**PAGE**

——

17 Pages are specific to the practice with a further 9 dedicated to the legal implications.

Anyone who owns a dog even if not in Wales, should have a look at this, and as said l will try and find the link in the Assembly itself.

This is the introduction, and l think it relatively safe to say that when the codes do become active in England, all the codes will be written as such.

Dog code 2007 Draft 
CODE OF PRACTICE FOR THE WELFARE OF DOGS​Preface 

The aim of this code is to help you to look after your dog properly. Under the Animal Welfare Act 2006 ("the Act"), if you own or are responsible for an animal, you have a legal duty to take reasonable steps to ensure its welfare needs are met. This code explains what you need to do to meet the standard of care the law requires. 

If you are a parent or guardian of a child less than 16 years old, you are responsible for any animal that child is in charge of or owns. 

Breach of a provision of the code is not an offence in itself, but if proceedings are brought against you for a welfare offence under the Act, the court may take into account the extent to which you have complied with the code in deciding whether you have committed an offence or have met the required standard of care. You should also be aware that failure to meet your ‘duty of care’ may cause unnecessary suffering, leading to the more serious offence of cruelty under the Act. 

The code features information shown in shaded boxes which highlight and summarise the guidance in sections 1 to 5.

——

**RECORD SET**
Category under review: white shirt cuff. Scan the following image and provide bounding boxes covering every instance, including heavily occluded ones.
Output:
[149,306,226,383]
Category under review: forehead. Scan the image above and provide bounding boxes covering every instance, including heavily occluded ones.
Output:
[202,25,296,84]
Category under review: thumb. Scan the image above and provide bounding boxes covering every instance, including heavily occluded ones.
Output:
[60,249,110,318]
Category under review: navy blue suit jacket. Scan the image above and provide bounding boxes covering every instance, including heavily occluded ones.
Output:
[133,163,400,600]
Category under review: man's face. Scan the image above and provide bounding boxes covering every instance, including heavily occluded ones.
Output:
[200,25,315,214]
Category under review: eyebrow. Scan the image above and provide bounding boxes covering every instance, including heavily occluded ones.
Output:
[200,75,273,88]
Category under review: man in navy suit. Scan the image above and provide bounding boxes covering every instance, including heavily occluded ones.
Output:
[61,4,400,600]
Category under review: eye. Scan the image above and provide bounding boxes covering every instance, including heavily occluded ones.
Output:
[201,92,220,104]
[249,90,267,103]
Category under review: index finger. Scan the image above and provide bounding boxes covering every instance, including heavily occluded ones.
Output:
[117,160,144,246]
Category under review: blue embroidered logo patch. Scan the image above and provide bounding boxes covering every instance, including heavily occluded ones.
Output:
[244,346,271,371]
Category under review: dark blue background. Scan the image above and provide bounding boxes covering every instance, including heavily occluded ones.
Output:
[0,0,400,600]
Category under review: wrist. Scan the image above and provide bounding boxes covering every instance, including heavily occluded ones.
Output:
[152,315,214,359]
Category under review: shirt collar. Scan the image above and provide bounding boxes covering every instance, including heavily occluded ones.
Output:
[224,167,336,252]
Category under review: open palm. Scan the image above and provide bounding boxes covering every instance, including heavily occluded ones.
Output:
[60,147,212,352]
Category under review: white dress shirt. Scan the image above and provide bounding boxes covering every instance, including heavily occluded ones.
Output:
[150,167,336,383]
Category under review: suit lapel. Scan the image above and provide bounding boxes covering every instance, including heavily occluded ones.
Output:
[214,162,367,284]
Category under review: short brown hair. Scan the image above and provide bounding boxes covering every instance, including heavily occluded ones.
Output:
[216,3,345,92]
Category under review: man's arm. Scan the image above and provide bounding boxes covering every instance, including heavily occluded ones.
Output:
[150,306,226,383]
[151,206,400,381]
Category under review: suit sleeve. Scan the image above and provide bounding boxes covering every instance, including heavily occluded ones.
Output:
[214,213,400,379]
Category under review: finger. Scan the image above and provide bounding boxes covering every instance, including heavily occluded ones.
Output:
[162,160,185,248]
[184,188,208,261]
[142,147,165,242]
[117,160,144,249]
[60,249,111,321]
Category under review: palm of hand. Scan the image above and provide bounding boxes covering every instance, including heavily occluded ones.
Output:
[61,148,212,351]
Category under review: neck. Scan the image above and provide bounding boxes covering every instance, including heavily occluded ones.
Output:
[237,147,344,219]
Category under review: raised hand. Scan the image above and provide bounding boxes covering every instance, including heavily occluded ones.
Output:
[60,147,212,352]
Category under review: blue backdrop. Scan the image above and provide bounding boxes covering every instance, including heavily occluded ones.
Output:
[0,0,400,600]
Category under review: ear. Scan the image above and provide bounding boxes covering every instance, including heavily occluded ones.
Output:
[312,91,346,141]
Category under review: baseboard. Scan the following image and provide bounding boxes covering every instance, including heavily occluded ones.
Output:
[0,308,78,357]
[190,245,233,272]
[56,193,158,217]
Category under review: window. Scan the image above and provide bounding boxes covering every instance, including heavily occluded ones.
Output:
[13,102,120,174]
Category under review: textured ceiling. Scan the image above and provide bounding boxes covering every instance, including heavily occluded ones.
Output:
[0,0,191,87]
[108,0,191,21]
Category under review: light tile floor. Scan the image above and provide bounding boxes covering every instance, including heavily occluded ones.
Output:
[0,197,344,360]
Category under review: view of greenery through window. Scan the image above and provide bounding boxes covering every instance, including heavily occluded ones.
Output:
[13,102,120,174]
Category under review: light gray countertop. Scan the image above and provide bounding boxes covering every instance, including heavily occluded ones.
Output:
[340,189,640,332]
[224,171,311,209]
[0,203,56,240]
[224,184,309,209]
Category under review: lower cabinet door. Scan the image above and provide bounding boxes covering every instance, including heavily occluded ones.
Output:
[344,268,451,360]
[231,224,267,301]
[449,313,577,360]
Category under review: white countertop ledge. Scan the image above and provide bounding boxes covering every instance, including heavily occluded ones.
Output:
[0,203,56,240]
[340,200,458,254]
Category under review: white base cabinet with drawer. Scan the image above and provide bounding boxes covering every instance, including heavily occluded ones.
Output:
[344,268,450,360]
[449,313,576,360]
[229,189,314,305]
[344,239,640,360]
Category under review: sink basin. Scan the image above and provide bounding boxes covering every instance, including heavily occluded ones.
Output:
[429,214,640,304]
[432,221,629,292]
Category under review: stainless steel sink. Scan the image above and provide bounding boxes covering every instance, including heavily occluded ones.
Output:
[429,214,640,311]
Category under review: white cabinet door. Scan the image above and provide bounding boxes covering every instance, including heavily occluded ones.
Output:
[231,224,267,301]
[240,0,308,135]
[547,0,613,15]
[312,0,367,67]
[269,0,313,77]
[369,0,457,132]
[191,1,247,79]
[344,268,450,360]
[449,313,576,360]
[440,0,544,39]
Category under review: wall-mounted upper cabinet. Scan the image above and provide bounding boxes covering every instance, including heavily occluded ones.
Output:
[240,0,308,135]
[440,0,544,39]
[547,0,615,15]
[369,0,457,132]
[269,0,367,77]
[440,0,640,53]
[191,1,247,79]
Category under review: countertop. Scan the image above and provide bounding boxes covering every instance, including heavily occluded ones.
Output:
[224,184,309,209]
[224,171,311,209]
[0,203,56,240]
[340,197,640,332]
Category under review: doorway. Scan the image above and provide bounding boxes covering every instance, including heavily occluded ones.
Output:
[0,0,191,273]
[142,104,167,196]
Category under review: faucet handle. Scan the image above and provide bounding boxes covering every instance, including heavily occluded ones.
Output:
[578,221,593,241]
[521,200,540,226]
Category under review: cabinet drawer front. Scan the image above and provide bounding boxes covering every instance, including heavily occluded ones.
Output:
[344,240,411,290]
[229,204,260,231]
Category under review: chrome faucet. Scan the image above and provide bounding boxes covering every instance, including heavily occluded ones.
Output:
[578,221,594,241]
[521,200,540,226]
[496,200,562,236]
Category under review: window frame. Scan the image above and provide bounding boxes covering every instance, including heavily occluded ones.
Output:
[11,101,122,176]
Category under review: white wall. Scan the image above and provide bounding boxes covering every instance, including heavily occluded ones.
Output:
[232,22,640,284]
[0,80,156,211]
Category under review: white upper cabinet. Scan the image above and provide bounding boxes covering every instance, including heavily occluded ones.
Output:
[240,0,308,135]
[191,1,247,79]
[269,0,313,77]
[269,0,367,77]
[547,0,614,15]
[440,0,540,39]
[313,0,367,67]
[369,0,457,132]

——

**WORK INSTRUCTIONS**
Write the next part of the post on the draft dog welfare code, starting right after its final sentence.

**ANSWER BELOW**
You will also find reference in the code to ‘pet care specialists’. These are people who, through qualification or experience, can provide expert advice on welfare and some aspects of health for one or more types of pet animal. Examples are animal behaviourists, veterinary nurses and dedicated welfare organisations. 

To find out more about the Animal Welfare Act 2006, your responsibilities under it, and other legislation relating to dogs, see Appendix 1 at the end of this code. For further links, including links to other sources of information, see Appendix 2. 

You should be aware that the legislation cited in the code and Appendix 1 is correct at the date of issue but may be subject to subsequent change. 
This preface is not part of the code but is intended to explain its purpose and broad aims. Similarly Appendix 1, which provides information on the relevant legal requirements and Appendix 2, which lists some additional sources of information, are not part of the code itself.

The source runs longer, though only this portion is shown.